ASSIGNED TASK >> In the records below, tally every line containing "bikini". Report only the total.

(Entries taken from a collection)
-*-
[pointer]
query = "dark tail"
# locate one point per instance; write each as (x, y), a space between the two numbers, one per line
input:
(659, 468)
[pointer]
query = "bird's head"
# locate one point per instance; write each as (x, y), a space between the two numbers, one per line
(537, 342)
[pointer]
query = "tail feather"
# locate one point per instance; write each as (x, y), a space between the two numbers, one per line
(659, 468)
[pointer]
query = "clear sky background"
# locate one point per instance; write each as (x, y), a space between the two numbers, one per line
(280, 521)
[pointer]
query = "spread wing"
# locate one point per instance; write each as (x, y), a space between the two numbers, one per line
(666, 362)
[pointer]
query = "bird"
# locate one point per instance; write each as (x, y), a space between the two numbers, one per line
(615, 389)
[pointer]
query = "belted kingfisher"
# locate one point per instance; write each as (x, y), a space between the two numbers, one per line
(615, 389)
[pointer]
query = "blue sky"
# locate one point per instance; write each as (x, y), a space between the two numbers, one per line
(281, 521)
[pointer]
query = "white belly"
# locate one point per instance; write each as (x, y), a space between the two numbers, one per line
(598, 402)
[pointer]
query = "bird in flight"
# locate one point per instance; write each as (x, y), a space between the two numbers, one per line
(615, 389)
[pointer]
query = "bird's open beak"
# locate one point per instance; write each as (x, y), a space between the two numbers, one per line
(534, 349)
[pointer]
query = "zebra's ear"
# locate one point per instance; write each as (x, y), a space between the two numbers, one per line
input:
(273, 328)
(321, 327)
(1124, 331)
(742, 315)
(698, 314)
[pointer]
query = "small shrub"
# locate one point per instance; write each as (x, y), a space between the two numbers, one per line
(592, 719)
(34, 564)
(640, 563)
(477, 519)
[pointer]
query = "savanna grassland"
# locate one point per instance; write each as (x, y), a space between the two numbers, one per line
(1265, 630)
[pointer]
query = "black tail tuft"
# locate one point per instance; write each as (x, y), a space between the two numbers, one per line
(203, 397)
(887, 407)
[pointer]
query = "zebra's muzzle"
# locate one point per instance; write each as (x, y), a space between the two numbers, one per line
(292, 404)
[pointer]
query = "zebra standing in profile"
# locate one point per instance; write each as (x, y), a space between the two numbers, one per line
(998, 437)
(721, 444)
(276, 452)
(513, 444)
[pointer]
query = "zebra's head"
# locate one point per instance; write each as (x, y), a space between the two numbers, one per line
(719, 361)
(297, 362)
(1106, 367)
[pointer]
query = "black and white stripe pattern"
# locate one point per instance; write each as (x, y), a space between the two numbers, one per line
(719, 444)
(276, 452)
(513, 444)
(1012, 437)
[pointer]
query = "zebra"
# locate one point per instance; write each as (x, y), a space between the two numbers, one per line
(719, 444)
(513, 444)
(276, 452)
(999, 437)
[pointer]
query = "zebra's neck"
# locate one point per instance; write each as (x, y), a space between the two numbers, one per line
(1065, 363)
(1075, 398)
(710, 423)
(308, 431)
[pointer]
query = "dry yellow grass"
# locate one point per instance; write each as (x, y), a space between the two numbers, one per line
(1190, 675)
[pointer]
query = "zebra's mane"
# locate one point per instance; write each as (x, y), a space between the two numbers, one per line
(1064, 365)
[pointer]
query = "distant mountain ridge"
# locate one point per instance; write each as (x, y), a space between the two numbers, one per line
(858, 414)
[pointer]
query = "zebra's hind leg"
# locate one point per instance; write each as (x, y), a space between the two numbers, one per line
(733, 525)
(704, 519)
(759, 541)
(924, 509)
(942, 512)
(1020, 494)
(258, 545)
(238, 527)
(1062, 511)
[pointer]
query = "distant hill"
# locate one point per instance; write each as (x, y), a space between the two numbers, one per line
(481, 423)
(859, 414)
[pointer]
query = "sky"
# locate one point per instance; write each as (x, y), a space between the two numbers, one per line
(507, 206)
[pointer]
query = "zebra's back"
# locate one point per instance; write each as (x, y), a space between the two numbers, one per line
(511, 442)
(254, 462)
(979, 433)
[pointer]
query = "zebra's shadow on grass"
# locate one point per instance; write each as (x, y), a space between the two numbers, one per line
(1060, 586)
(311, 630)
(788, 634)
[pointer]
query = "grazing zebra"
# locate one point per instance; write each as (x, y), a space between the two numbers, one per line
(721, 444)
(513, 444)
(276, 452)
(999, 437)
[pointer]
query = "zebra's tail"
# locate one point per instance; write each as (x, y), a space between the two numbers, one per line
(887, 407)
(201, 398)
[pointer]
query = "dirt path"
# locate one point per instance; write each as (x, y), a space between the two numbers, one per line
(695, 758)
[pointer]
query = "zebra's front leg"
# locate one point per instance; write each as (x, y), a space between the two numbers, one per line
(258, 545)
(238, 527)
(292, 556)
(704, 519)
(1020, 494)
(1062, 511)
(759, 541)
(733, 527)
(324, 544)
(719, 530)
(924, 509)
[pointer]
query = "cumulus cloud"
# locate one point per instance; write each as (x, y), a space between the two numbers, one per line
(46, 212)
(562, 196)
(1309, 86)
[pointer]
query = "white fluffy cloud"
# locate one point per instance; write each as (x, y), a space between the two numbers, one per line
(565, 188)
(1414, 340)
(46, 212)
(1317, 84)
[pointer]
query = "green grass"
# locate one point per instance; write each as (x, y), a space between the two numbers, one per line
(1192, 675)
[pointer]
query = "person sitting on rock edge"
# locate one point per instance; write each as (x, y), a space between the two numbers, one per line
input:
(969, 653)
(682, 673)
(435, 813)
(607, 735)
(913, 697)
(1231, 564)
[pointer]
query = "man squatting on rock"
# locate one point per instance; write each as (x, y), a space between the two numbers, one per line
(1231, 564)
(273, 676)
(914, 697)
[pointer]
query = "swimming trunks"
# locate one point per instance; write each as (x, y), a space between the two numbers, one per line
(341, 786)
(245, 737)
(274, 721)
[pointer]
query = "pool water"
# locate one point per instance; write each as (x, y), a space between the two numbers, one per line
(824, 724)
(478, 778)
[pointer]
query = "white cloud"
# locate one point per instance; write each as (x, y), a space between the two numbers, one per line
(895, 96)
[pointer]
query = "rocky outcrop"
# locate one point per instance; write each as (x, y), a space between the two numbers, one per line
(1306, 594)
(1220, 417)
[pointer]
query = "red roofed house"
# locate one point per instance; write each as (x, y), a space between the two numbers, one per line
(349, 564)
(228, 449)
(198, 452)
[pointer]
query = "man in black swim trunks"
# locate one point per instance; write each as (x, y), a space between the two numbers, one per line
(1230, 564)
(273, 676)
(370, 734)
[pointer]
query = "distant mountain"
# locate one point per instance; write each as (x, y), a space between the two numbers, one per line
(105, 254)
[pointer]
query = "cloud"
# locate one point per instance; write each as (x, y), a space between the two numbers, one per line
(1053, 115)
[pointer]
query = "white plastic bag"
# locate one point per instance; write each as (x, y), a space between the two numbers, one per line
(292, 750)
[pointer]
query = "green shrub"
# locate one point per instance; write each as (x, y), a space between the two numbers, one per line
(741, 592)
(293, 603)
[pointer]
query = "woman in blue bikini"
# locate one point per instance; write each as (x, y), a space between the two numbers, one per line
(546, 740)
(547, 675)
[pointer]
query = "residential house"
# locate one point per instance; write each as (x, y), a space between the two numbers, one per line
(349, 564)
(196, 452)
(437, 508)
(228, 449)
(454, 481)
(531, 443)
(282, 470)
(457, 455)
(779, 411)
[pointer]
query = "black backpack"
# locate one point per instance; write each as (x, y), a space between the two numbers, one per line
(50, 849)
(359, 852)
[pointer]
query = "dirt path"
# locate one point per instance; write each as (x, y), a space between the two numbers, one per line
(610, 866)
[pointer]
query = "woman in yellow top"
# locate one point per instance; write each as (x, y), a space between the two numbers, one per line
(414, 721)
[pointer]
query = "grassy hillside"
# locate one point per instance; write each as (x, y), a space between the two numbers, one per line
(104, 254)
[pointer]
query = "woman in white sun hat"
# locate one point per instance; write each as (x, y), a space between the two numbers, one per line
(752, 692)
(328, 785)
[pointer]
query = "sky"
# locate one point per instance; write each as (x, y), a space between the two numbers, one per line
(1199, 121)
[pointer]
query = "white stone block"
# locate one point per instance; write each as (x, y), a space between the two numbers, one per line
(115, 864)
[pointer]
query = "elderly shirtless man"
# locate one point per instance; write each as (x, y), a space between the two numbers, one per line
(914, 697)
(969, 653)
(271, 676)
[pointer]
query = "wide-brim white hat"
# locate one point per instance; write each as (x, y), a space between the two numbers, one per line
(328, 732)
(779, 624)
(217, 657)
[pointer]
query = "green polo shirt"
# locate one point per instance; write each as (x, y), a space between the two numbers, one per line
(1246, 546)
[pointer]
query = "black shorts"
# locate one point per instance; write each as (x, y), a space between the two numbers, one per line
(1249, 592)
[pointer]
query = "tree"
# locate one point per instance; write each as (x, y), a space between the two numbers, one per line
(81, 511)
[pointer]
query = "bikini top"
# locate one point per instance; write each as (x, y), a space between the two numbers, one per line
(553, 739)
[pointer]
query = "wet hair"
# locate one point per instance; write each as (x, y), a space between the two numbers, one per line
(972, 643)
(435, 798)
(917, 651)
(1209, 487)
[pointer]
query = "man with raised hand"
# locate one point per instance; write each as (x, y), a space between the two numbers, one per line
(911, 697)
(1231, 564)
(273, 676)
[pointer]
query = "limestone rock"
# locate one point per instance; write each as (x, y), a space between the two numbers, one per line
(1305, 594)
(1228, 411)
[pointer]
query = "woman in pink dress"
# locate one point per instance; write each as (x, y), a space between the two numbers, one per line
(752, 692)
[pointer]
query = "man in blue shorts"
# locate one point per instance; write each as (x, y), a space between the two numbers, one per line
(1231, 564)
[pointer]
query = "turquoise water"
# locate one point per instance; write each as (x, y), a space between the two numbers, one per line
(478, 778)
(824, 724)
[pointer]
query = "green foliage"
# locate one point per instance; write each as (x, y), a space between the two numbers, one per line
-*-
RESPONSE BOX >> 2